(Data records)
┄┄┄┄┄┄┄┄┄┄┄┄┄┄┄┄┄┄┄┄
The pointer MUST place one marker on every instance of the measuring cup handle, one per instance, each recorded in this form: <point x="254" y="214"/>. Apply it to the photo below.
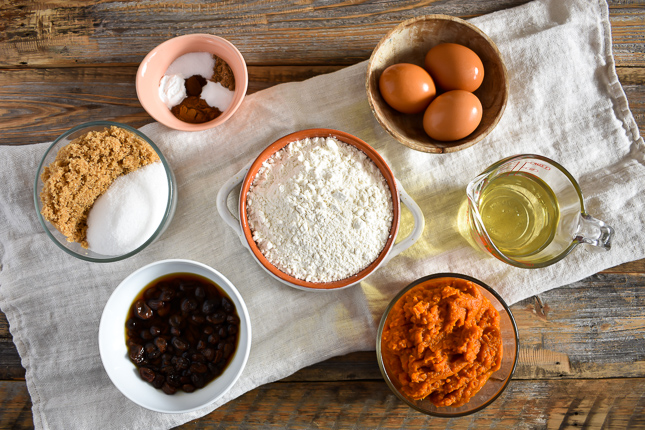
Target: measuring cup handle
<point x="222" y="197"/>
<point x="417" y="230"/>
<point x="594" y="232"/>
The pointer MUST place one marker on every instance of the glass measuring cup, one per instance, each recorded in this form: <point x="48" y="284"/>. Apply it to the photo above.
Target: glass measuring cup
<point x="528" y="211"/>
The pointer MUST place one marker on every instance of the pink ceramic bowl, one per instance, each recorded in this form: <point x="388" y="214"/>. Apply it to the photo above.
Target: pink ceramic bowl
<point x="155" y="64"/>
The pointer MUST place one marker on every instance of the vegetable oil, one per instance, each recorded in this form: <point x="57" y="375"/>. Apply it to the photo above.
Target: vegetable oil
<point x="520" y="213"/>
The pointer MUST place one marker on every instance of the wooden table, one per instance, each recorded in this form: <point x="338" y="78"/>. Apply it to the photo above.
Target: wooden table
<point x="582" y="356"/>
┄┄┄┄┄┄┄┄┄┄┄┄┄┄┄┄┄┄┄┄
• _Stated problem_: Please turn the lines into a Markdown table with the columns Row and Line, starting at the line that contains "of the wooden" and stopping after the final line. Number each row and skip any blank lines.

• _Reply_:
| Row | Line |
|---|---|
| 1 | The pointer MUST place one marker on every instance of the wooden table, one per instance, each recorded in this form: <point x="338" y="78"/>. Apply it to the photo above. |
| 2 | Target: wooden table |
| 3 | <point x="582" y="356"/> |